--- start ---
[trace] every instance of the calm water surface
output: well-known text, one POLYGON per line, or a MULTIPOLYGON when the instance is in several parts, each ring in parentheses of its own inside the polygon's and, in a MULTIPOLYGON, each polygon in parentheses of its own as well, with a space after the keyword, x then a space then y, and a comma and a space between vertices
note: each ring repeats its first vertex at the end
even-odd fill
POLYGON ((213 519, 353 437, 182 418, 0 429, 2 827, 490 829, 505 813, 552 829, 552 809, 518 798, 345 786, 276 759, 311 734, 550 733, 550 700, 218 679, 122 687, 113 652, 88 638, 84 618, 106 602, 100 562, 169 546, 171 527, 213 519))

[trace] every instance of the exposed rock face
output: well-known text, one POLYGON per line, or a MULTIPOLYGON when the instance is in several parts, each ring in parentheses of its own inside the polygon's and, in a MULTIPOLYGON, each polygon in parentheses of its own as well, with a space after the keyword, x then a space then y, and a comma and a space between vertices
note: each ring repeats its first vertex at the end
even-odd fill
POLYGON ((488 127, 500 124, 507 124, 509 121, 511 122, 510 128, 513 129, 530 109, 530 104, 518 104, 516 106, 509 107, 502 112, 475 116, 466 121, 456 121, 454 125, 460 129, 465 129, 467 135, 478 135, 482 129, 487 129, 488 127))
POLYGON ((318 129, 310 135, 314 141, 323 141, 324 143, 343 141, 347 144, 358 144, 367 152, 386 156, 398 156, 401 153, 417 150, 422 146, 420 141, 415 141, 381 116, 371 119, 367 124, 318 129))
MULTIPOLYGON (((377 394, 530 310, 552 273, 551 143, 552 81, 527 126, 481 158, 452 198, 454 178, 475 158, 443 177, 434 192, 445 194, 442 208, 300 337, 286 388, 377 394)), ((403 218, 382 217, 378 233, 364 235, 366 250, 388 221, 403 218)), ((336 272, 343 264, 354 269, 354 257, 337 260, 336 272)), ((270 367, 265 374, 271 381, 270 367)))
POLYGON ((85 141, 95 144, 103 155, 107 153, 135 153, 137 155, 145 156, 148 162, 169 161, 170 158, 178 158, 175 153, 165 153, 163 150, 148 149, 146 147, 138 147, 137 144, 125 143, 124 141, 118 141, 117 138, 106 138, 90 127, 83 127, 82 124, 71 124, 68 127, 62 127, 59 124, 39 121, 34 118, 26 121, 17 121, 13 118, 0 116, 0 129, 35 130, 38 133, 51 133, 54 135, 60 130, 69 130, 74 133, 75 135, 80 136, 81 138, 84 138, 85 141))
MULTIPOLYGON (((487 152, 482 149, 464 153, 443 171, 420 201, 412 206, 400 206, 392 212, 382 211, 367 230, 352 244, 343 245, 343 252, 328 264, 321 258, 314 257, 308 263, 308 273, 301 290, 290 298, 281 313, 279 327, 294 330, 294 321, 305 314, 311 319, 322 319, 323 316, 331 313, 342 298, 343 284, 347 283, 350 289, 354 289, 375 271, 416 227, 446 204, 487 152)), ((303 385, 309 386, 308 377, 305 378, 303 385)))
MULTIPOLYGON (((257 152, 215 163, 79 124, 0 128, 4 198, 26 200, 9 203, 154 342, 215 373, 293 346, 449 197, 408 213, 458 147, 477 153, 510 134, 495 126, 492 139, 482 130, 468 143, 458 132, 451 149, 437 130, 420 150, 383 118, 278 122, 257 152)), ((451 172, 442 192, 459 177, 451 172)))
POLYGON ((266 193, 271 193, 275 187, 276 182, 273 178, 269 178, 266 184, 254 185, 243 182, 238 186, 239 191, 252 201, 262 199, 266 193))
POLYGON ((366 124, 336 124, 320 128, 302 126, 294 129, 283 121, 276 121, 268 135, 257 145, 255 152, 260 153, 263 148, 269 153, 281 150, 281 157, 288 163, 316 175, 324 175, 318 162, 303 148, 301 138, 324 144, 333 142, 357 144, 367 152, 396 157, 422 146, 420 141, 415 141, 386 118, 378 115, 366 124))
--- end ---
**DIRECTION**.
Repeat the data above exactly.

**THE REPLY**.
[trace] every instance of the calm water surface
output: well-known text, one POLYGON per line, or a MULTIPOLYGON when the instance is in several parts, each ring in parentheses of its own inside the polygon's and, in a MULTIPOLYGON, each polygon in parentheses of its own as well, with a space after the keyword, x then a space then y, and a comma and a space between vertices
note: each ring repeats its first vertex at the end
even-odd fill
POLYGON ((213 519, 353 437, 182 418, 0 429, 2 827, 490 829, 505 813, 552 829, 552 809, 518 798, 345 786, 276 759, 311 734, 550 733, 550 700, 218 679, 122 687, 113 652, 88 638, 84 618, 106 602, 100 562, 169 546, 171 527, 213 519))

[trace] every instance of the exposed rock face
output: well-known text, one POLYGON per line, or a MULTIPOLYGON when the instance is in several parts, each ring in parentheses of its own inside the polygon's and, in a MULTIPOLYGON, each polygon in parentheses of its own as well, with a space after the keyword, x then a space then y, and a comma and a space between vertices
note: each ring repeats its first vertex at the end
even-odd fill
POLYGON ((488 127, 500 124, 507 124, 509 121, 511 122, 510 128, 513 129, 530 109, 530 104, 518 104, 516 106, 509 107, 502 112, 475 116, 466 121, 456 121, 454 125, 460 129, 465 129, 467 135, 478 135, 482 129, 487 129, 488 127))
POLYGON ((318 129, 310 135, 314 141, 323 141, 324 143, 343 141, 347 144, 358 144, 367 152, 386 156, 398 156, 401 153, 417 150, 422 146, 420 141, 415 141, 381 116, 371 119, 367 124, 318 129))
MULTIPOLYGON (((377 394, 530 310, 552 273, 551 143, 552 81, 527 126, 481 158, 452 198, 454 178, 475 158, 443 177, 434 192, 445 194, 442 208, 300 337, 286 388, 377 394)), ((403 218, 382 217, 378 233, 364 235, 366 250, 388 221, 403 218)), ((336 272, 343 264, 354 269, 354 257, 337 260, 336 272)), ((270 367, 265 374, 271 381, 270 367)))
POLYGON ((85 141, 95 144, 103 155, 107 153, 135 153, 137 155, 145 156, 148 162, 169 161, 170 158, 178 158, 175 153, 165 153, 163 150, 148 149, 146 147, 138 147, 137 144, 125 143, 124 141, 118 141, 117 138, 106 138, 90 127, 83 127, 82 124, 71 124, 68 127, 62 127, 59 124, 39 121, 34 118, 26 121, 17 121, 13 118, 0 116, 0 129, 35 130, 38 133, 51 133, 54 135, 60 130, 69 130, 74 133, 75 135, 80 136, 81 138, 84 138, 85 141))
MULTIPOLYGON (((487 152, 482 149, 464 153, 443 171, 420 201, 412 206, 400 206, 392 212, 382 211, 367 230, 352 244, 343 245, 343 252, 328 264, 321 258, 314 257, 308 263, 308 273, 301 290, 290 298, 281 313, 279 327, 294 330, 294 321, 305 314, 311 319, 322 319, 323 316, 331 313, 342 298, 343 284, 347 283, 350 289, 354 289, 375 271, 416 227, 446 204, 487 152)), ((303 385, 309 386, 308 377, 305 378, 303 385)))
MULTIPOLYGON (((257 152, 215 163, 79 124, 0 128, 4 198, 26 200, 9 203, 154 342, 215 373, 293 346, 449 197, 408 213, 458 147, 477 153, 510 134, 495 126, 492 139, 482 130, 468 143, 458 132, 451 149, 437 130, 420 150, 383 118, 278 122, 257 152)), ((451 172, 442 192, 459 177, 451 172)))
POLYGON ((266 193, 271 193, 275 187, 276 182, 273 178, 269 178, 266 184, 254 185, 243 182, 238 186, 239 191, 252 201, 262 199, 266 193))
POLYGON ((366 124, 336 124, 320 128, 302 126, 294 129, 283 121, 276 121, 268 135, 257 145, 255 152, 260 153, 263 148, 269 153, 281 150, 281 157, 288 163, 316 175, 324 175, 318 162, 303 148, 301 138, 324 144, 333 142, 357 144, 367 152, 396 157, 422 146, 420 141, 415 141, 386 118, 378 115, 366 124))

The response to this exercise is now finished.